_Problem statement_.
Please rename "warehouse picking" to "inventory retrieval" in the listing from its start up to and including the line with "x=286, y=202", and write those lines out again with nothing else changed. Leave the pictures out of your answer.

Items from a data source
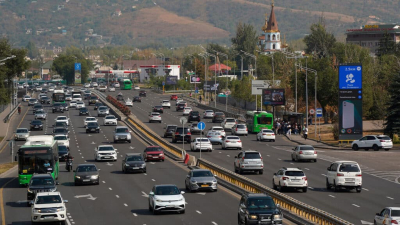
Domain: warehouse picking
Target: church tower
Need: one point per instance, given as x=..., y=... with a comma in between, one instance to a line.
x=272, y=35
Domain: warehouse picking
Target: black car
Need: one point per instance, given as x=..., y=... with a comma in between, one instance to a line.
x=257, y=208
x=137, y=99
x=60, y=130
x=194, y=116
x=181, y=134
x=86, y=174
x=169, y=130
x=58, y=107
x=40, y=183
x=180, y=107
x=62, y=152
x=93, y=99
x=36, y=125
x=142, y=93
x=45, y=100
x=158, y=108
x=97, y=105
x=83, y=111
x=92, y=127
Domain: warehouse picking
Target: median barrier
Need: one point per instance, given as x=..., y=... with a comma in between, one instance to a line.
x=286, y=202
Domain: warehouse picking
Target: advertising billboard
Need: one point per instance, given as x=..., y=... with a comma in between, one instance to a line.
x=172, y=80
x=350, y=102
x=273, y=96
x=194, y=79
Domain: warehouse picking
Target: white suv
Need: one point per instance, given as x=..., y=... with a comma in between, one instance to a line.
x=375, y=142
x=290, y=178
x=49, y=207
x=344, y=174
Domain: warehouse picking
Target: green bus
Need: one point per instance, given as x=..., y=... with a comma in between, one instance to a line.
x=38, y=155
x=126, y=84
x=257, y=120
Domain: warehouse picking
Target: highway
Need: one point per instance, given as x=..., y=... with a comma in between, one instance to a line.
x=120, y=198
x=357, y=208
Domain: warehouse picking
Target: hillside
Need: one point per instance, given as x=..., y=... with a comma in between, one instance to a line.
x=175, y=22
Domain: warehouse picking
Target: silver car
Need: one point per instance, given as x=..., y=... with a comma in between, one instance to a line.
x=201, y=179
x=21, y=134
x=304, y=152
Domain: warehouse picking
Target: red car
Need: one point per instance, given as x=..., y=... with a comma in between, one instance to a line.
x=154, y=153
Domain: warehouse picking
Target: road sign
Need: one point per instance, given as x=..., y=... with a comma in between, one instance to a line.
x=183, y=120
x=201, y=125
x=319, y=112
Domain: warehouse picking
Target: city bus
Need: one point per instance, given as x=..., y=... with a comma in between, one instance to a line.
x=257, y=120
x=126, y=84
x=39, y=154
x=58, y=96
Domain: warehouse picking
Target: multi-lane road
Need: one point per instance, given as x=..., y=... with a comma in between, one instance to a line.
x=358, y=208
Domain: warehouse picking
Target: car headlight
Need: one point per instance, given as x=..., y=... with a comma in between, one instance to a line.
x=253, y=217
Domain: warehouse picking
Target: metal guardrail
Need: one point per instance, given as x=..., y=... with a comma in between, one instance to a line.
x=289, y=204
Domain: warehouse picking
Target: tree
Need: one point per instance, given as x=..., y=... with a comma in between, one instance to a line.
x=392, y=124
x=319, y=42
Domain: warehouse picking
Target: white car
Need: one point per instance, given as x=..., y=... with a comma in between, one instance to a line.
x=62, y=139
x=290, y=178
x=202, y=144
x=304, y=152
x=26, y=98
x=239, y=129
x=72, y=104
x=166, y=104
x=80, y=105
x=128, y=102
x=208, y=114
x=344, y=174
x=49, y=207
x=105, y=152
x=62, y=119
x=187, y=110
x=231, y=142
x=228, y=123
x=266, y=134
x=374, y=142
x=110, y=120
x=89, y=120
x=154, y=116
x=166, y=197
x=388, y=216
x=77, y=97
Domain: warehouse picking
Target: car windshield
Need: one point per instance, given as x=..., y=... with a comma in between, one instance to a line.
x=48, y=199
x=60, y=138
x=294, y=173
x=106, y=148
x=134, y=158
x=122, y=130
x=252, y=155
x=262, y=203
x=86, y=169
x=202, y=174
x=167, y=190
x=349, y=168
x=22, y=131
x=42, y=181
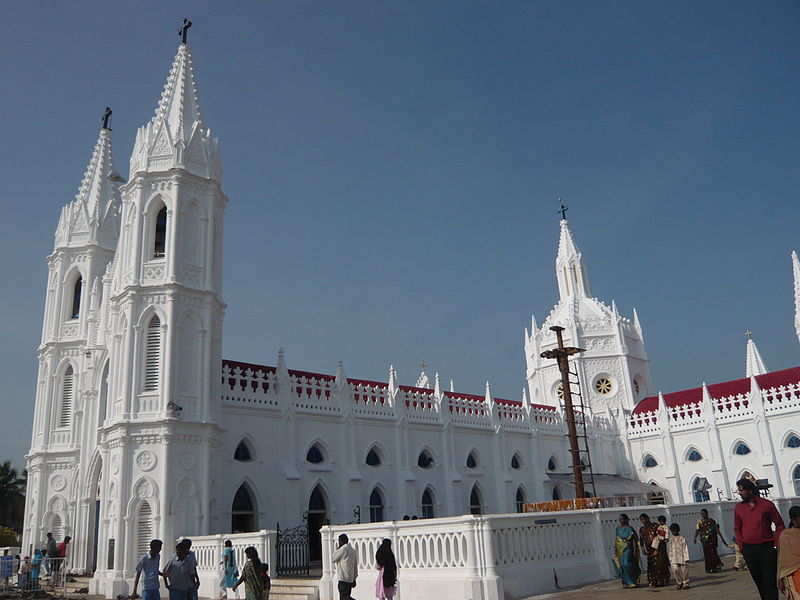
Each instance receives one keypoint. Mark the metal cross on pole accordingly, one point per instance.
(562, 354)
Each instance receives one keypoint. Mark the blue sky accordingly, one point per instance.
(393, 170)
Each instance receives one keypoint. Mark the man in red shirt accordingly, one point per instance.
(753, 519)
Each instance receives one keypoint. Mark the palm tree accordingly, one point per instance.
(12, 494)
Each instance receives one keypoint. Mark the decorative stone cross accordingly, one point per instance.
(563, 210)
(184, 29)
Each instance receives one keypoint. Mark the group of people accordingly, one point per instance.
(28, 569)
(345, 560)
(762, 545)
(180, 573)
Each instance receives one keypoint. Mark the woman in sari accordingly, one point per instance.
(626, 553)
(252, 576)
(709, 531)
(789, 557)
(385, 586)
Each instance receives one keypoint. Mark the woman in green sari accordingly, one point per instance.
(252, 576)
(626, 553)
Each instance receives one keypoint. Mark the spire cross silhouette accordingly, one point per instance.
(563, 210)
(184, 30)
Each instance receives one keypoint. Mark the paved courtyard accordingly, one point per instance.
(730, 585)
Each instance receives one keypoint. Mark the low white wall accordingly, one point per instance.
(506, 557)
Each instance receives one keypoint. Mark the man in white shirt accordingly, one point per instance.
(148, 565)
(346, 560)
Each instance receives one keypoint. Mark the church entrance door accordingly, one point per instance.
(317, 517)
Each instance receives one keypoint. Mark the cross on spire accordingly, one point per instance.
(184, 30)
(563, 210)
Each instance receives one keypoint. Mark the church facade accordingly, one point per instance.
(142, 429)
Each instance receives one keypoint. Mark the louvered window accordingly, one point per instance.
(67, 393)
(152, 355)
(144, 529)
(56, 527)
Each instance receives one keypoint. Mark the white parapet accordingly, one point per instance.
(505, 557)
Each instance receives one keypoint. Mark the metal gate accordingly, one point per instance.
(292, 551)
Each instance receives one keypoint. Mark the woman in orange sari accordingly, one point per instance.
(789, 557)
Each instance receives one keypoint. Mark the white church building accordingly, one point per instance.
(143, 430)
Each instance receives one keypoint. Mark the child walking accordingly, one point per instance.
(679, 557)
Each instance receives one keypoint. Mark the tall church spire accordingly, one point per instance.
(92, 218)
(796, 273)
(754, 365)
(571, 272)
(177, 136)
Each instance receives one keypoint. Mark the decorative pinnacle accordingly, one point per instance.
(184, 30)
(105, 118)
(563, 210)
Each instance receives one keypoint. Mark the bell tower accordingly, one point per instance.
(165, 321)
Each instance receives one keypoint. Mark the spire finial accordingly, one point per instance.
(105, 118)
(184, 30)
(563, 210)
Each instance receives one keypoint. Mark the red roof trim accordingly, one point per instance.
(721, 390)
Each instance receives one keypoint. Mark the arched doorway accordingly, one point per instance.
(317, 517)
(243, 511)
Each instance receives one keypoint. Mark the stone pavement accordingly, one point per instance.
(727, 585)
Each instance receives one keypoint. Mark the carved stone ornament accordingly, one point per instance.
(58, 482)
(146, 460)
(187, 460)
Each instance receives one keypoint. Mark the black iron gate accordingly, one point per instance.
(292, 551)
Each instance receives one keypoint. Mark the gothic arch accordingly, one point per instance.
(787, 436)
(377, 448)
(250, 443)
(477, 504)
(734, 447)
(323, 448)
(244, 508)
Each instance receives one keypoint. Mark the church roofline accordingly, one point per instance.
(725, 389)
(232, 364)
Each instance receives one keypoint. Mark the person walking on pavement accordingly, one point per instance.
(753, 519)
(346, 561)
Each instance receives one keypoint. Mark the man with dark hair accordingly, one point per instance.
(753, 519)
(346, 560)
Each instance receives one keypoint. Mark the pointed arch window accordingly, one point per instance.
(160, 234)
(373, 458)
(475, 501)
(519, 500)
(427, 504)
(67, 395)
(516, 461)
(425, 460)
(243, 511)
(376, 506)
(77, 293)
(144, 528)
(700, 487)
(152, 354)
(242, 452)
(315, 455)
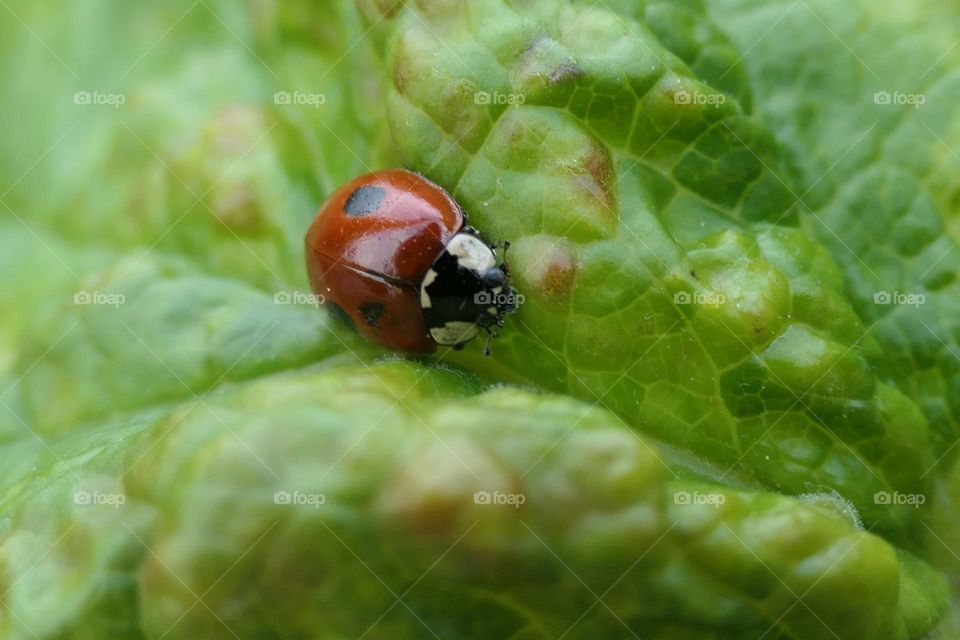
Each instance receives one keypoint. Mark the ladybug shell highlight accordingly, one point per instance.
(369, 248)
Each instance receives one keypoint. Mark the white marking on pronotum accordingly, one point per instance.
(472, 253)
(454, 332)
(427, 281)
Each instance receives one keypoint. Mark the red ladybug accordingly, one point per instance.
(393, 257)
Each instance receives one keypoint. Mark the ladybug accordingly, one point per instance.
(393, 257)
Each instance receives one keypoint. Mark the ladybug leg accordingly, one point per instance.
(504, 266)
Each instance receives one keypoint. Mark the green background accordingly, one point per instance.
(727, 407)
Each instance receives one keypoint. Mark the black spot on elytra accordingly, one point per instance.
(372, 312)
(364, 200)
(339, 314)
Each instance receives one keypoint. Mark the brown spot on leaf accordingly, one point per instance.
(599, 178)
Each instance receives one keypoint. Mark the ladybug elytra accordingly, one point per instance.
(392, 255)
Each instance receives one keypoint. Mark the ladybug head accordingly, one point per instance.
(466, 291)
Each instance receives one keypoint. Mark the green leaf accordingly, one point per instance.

_Answer to this exercise_.
Domain: inventory retrieval
Target: church tower
Need: one point per instance, given as x=..., y=... with a comma in between, one instance to a line.
x=272, y=35
Domain: inventory retrieval
Target: black car
Need: one point per instance, given as x=..., y=... with a comma in between, one instance to a line.
x=257, y=208
x=137, y=99
x=60, y=130
x=194, y=116
x=181, y=134
x=86, y=174
x=169, y=130
x=58, y=107
x=40, y=183
x=180, y=107
x=62, y=152
x=93, y=99
x=36, y=125
x=142, y=93
x=45, y=100
x=158, y=108
x=97, y=105
x=83, y=111
x=92, y=127
Domain: inventory retrieval
Target: median barrier
Need: one point per instance, given as x=..., y=... with a comma in between, one instance to a line.
x=286, y=202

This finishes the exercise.